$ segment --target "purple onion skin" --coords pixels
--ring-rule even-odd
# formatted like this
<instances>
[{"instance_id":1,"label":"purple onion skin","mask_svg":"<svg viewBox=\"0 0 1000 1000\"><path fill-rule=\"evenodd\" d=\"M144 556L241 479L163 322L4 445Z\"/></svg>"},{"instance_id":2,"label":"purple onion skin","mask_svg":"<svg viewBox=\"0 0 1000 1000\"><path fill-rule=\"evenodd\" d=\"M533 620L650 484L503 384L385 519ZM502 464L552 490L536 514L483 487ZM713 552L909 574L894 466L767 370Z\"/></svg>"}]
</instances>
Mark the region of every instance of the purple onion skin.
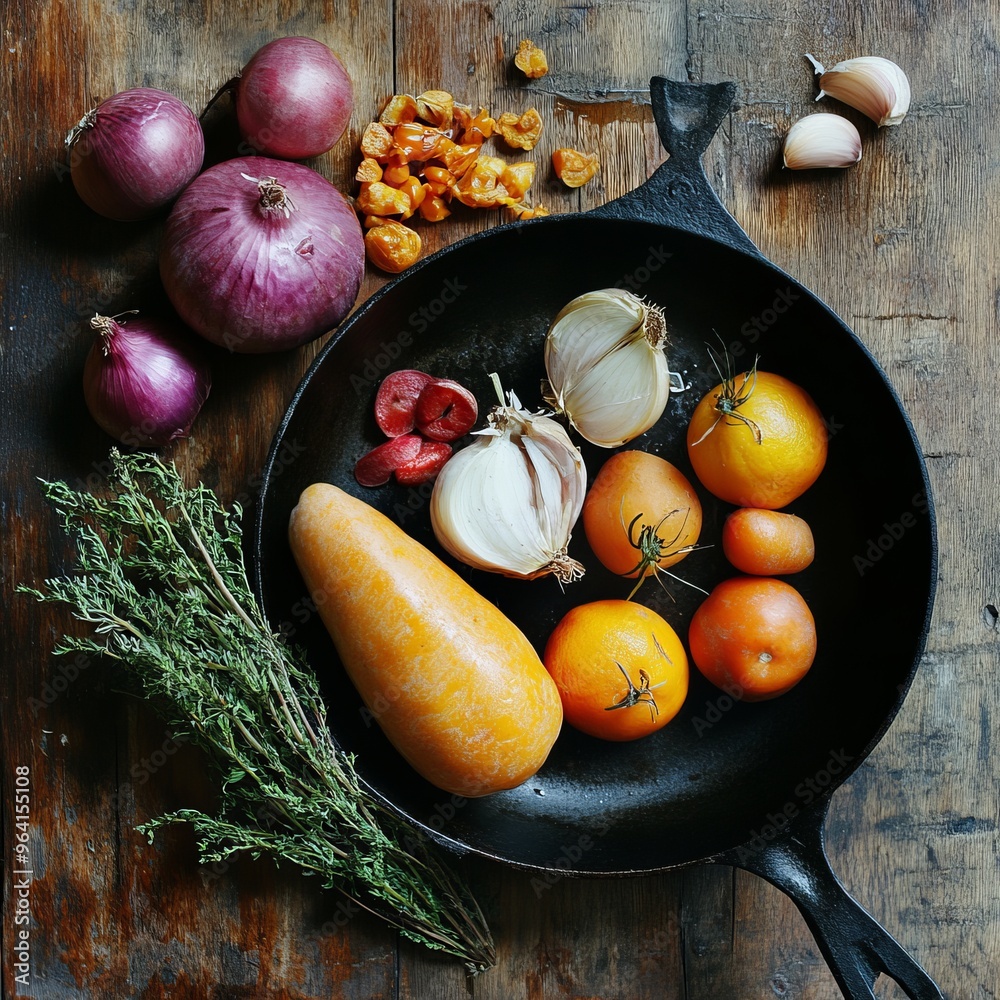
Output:
<instances>
[{"instance_id":1,"label":"purple onion skin","mask_svg":"<svg viewBox=\"0 0 1000 1000\"><path fill-rule=\"evenodd\" d=\"M83 367L83 395L100 427L130 448L187 437L212 388L198 342L160 320L90 321L97 336Z\"/></svg>"},{"instance_id":2,"label":"purple onion skin","mask_svg":"<svg viewBox=\"0 0 1000 1000\"><path fill-rule=\"evenodd\" d=\"M261 203L258 178L277 180L284 207ZM361 288L364 254L358 218L328 180L248 156L210 167L177 199L160 276L192 330L230 351L264 354L337 326Z\"/></svg>"},{"instance_id":3,"label":"purple onion skin","mask_svg":"<svg viewBox=\"0 0 1000 1000\"><path fill-rule=\"evenodd\" d=\"M163 90L140 87L109 97L67 139L70 176L99 215L145 219L197 176L205 136L194 112Z\"/></svg>"},{"instance_id":4,"label":"purple onion skin","mask_svg":"<svg viewBox=\"0 0 1000 1000\"><path fill-rule=\"evenodd\" d=\"M276 38L257 50L236 87L240 134L286 160L319 156L347 129L354 103L341 61L314 38Z\"/></svg>"}]
</instances>

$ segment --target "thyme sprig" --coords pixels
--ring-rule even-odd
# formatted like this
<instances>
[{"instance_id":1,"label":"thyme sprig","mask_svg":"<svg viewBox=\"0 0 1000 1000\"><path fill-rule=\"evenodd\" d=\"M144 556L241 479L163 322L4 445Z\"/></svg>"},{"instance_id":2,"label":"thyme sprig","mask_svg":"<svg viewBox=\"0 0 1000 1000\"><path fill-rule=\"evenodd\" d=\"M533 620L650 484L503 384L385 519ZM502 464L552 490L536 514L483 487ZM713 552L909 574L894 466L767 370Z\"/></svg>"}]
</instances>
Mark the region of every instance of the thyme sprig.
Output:
<instances>
[{"instance_id":1,"label":"thyme sprig","mask_svg":"<svg viewBox=\"0 0 1000 1000\"><path fill-rule=\"evenodd\" d=\"M77 572L23 587L90 623L57 653L125 667L221 780L218 811L179 809L143 824L194 828L202 863L241 852L320 876L401 934L461 959L495 963L483 914L429 841L361 785L333 741L315 674L271 632L250 588L242 512L146 454L111 453L109 495L42 482L77 547Z\"/></svg>"}]
</instances>

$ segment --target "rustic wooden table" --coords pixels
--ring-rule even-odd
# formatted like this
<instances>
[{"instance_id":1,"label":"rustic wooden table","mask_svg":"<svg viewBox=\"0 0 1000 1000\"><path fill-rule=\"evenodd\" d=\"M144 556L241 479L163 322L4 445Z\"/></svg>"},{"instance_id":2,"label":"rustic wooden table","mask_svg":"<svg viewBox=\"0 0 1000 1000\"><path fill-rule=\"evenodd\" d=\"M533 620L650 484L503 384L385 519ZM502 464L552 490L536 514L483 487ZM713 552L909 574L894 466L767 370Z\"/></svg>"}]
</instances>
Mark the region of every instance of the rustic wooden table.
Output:
<instances>
[{"instance_id":1,"label":"rustic wooden table","mask_svg":"<svg viewBox=\"0 0 1000 1000\"><path fill-rule=\"evenodd\" d=\"M536 199L574 212L630 190L662 159L651 76L738 84L706 157L709 177L763 252L842 315L884 366L915 424L939 511L927 651L888 734L834 796L829 852L851 892L948 997L997 995L995 3L61 0L9 3L0 19L4 996L840 995L788 899L728 868L566 879L539 895L529 875L474 866L499 964L470 985L457 966L401 944L374 919L349 918L334 894L293 872L251 860L199 869L185 831L154 846L136 834L163 810L212 801L200 759L116 691L112 671L54 660L67 615L12 593L59 572L70 555L34 477L94 483L107 455L80 390L87 318L163 304L161 222L91 214L68 179L62 140L92 98L133 86L201 108L280 34L327 42L353 77L350 135L315 164L343 190L364 124L394 92L445 88L497 111L536 106L544 148L600 153L598 179L579 192L540 171ZM522 38L548 53L541 80L511 69ZM849 171L779 169L785 130L812 108L806 51L828 64L885 55L910 74L913 105L898 128L877 132L849 113L865 143ZM224 155L231 139L223 128L210 155ZM433 250L501 222L455 212L421 233ZM362 298L384 280L369 271ZM194 436L166 454L223 499L252 501L271 436L319 346L226 359ZM12 873L16 776L25 774L34 872L27 986L15 981ZM902 996L887 980L876 994Z\"/></svg>"}]
</instances>

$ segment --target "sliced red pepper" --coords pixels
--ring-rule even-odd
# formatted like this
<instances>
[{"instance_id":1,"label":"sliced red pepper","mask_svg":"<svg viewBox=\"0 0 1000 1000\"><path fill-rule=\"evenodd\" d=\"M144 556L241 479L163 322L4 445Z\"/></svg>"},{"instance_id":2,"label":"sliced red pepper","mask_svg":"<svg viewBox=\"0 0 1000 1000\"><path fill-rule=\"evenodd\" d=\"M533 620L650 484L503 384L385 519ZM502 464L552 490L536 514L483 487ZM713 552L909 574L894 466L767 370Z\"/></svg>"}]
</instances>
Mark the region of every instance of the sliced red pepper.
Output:
<instances>
[{"instance_id":1,"label":"sliced red pepper","mask_svg":"<svg viewBox=\"0 0 1000 1000\"><path fill-rule=\"evenodd\" d=\"M429 483L451 458L451 453L451 445L443 441L422 442L417 457L396 468L396 481L401 486Z\"/></svg>"},{"instance_id":2,"label":"sliced red pepper","mask_svg":"<svg viewBox=\"0 0 1000 1000\"><path fill-rule=\"evenodd\" d=\"M362 486L384 486L401 465L412 462L420 454L418 434L403 434L392 438L367 455L354 466L354 478Z\"/></svg>"},{"instance_id":3,"label":"sliced red pepper","mask_svg":"<svg viewBox=\"0 0 1000 1000\"><path fill-rule=\"evenodd\" d=\"M386 437L399 437L413 430L417 399L433 381L433 375L413 368L386 375L375 394L375 423Z\"/></svg>"},{"instance_id":4,"label":"sliced red pepper","mask_svg":"<svg viewBox=\"0 0 1000 1000\"><path fill-rule=\"evenodd\" d=\"M436 379L425 386L417 400L414 422L432 441L457 441L475 426L479 408L476 397L451 379Z\"/></svg>"}]
</instances>

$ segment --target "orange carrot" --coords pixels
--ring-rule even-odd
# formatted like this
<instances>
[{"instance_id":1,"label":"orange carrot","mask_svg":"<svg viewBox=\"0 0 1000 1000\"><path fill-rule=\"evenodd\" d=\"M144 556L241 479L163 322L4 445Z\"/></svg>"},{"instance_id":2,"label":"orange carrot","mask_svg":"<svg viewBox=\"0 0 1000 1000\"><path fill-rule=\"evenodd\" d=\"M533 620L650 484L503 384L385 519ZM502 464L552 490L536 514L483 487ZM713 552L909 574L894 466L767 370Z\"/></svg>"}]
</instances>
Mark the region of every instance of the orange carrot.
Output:
<instances>
[{"instance_id":1,"label":"orange carrot","mask_svg":"<svg viewBox=\"0 0 1000 1000\"><path fill-rule=\"evenodd\" d=\"M344 668L416 771L474 797L542 766L562 724L559 693L495 605L336 486L302 493L289 539Z\"/></svg>"}]
</instances>

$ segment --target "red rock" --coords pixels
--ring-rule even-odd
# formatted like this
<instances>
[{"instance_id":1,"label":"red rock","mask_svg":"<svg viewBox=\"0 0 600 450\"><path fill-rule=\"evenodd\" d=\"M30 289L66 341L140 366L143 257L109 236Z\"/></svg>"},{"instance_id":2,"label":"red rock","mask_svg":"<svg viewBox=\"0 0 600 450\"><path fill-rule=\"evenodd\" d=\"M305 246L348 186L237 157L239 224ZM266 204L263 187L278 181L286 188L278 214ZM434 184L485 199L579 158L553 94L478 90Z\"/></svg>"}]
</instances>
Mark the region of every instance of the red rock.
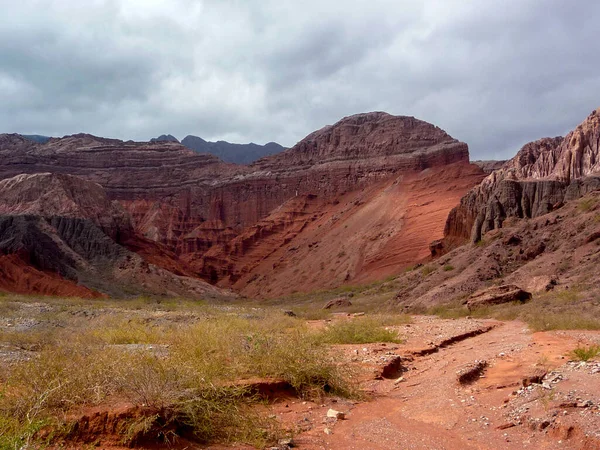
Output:
<instances>
[{"instance_id":1,"label":"red rock","mask_svg":"<svg viewBox=\"0 0 600 450\"><path fill-rule=\"evenodd\" d=\"M445 248L478 241L508 217L533 218L600 189L600 109L566 137L525 145L448 216Z\"/></svg>"},{"instance_id":2,"label":"red rock","mask_svg":"<svg viewBox=\"0 0 600 450\"><path fill-rule=\"evenodd\" d=\"M352 302L346 297L340 297L329 300L325 306L323 306L323 309L345 308L348 306L352 306Z\"/></svg>"},{"instance_id":3,"label":"red rock","mask_svg":"<svg viewBox=\"0 0 600 450\"><path fill-rule=\"evenodd\" d=\"M467 300L466 305L469 310L482 306L500 305L510 302L527 302L531 300L531 293L524 291L518 286L508 284L502 286L492 286L475 292Z\"/></svg>"},{"instance_id":4,"label":"red rock","mask_svg":"<svg viewBox=\"0 0 600 450\"><path fill-rule=\"evenodd\" d=\"M0 252L6 255L0 288L6 290L83 297L132 290L227 295L191 278L173 252L136 236L118 202L110 201L100 185L75 176L23 174L0 181L0 236Z\"/></svg>"},{"instance_id":5,"label":"red rock","mask_svg":"<svg viewBox=\"0 0 600 450\"><path fill-rule=\"evenodd\" d=\"M1 139L0 178L58 172L96 182L145 240L125 245L176 273L259 296L398 273L429 254L443 217L483 178L466 144L385 113L344 118L250 166L170 142ZM168 249L169 261L148 242ZM310 279L305 263L290 275L286 254L306 257L308 248Z\"/></svg>"}]
</instances>

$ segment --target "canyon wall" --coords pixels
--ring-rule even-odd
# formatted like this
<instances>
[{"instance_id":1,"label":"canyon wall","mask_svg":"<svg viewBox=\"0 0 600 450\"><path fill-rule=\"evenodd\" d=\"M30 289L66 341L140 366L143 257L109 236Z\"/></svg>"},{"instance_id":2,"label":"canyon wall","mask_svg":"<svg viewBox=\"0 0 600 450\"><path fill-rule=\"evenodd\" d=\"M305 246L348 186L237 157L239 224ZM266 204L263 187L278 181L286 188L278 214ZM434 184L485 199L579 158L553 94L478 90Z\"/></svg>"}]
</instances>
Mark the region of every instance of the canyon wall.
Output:
<instances>
[{"instance_id":1,"label":"canyon wall","mask_svg":"<svg viewBox=\"0 0 600 450\"><path fill-rule=\"evenodd\" d=\"M53 173L92 182L117 210L85 217L119 245L174 273L256 296L264 294L257 280L267 276L278 280L270 289L279 295L401 270L428 253L443 217L484 177L469 164L466 144L421 120L381 112L346 117L248 166L173 142L85 134L45 144L0 135L0 158L0 179ZM425 222L414 219L419 211ZM297 259L320 255L310 283L302 271L283 269L290 248ZM345 256L336 263L332 252Z\"/></svg>"},{"instance_id":2,"label":"canyon wall","mask_svg":"<svg viewBox=\"0 0 600 450\"><path fill-rule=\"evenodd\" d=\"M472 189L448 216L446 248L479 241L509 217L534 218L598 189L600 109L566 137L525 145Z\"/></svg>"}]
</instances>

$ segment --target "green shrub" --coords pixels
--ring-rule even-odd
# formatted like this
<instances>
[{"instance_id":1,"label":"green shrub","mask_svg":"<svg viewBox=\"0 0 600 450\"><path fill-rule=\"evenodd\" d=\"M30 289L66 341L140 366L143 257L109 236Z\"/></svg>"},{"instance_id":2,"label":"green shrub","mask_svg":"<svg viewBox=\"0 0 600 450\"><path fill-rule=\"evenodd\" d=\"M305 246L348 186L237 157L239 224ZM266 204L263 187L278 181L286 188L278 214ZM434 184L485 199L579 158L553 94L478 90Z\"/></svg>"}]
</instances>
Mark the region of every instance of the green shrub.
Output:
<instances>
[{"instance_id":1,"label":"green shrub","mask_svg":"<svg viewBox=\"0 0 600 450\"><path fill-rule=\"evenodd\" d=\"M579 361L589 361L600 354L600 345L591 345L589 347L577 347L573 350L573 356Z\"/></svg>"},{"instance_id":2,"label":"green shrub","mask_svg":"<svg viewBox=\"0 0 600 450\"><path fill-rule=\"evenodd\" d=\"M320 333L317 339L327 344L402 342L396 331L385 328L381 321L372 317L339 321Z\"/></svg>"},{"instance_id":3,"label":"green shrub","mask_svg":"<svg viewBox=\"0 0 600 450\"><path fill-rule=\"evenodd\" d=\"M435 269L431 266L425 266L421 269L421 274L426 277L430 273L435 272Z\"/></svg>"}]
</instances>

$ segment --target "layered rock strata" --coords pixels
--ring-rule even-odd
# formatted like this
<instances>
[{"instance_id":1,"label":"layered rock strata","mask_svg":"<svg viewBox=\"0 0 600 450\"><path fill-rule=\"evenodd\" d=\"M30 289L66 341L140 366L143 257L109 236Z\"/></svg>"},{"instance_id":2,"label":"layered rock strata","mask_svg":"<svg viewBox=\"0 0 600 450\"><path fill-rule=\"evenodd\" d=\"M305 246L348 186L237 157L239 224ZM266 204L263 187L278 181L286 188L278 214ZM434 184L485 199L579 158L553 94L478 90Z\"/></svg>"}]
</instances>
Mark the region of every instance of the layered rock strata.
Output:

REQUIRED ACTION:
The result is a copy of every line above where the word "Mark" shows up.

ANSWER TO THIS EXERCISE:
Mark the region of every instance of the purple onion skin.
Mark the region of every instance of the thyme sprig.
Mark the region of every instance of the rustic wooden table.
Mark the region of every instance of the sliced red pepper.
Mark the region of every instance of the orange carrot.
Mark the region of every instance of the red rock.
Mark the region of every instance of the canyon wall.
Mark the region of every instance of the green shrub.
Mark the region of every instance of the layered rock strata.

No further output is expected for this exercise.